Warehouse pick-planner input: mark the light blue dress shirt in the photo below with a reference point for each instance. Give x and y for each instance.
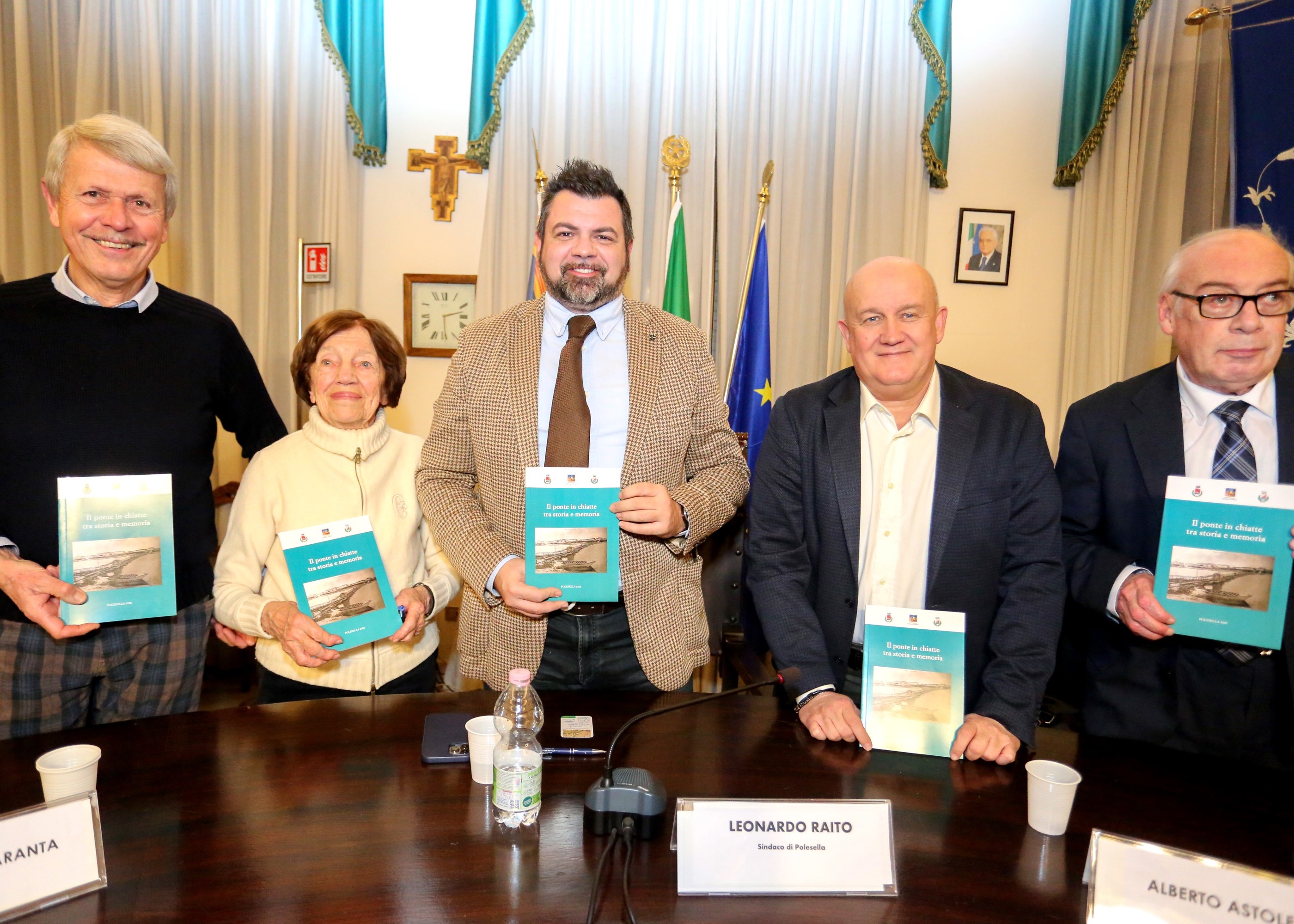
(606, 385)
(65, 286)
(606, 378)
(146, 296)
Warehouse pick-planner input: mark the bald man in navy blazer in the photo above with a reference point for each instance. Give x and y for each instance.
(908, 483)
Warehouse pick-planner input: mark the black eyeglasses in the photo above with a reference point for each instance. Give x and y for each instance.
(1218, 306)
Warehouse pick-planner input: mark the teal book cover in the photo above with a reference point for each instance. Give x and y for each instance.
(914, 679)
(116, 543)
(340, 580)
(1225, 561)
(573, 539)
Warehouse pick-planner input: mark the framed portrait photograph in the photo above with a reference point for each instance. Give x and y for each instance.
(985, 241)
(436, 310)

********************

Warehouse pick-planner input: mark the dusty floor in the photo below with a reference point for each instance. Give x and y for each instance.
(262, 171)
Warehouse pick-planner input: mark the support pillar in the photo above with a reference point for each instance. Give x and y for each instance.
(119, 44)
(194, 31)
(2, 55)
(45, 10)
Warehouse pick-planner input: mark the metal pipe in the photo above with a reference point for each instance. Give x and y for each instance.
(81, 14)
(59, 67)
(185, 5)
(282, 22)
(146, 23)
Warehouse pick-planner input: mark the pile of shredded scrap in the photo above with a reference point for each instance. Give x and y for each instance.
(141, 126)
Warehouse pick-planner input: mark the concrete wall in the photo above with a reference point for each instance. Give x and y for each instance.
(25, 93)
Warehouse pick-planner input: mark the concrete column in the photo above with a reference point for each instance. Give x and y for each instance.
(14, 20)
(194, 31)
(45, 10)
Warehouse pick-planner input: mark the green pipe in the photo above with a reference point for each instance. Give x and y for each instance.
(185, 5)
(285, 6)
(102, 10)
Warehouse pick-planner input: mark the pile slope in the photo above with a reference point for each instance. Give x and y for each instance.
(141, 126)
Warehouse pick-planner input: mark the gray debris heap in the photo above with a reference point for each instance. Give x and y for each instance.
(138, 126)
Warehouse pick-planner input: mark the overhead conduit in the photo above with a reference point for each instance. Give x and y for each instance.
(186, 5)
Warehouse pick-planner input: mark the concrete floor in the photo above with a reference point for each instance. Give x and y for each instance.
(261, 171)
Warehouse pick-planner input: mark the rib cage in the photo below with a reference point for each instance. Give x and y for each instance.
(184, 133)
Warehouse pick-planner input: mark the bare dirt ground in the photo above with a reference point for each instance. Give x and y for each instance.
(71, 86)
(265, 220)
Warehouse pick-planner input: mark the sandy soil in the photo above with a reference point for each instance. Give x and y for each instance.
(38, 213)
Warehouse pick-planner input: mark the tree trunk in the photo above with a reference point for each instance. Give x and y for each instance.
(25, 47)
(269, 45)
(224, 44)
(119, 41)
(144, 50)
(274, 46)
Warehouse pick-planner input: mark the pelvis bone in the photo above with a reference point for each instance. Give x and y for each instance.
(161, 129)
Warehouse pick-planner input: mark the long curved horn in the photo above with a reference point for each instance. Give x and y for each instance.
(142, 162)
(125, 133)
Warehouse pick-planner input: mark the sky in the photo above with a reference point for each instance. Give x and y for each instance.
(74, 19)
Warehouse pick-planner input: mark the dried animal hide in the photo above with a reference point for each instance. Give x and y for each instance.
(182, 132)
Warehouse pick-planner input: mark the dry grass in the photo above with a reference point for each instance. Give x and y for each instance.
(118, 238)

********************

Pick out each line of the records above that contains the string "pipe" and copy those lines. Case matters.

Warehouse pick-planner input: mark the metal pipe in the photo above with a reference point for each instance. Give x and y for each instance.
Warehouse pick-planner input: mark the green pipe in the photo above with a reference point for each instance. Give x and y for each instance.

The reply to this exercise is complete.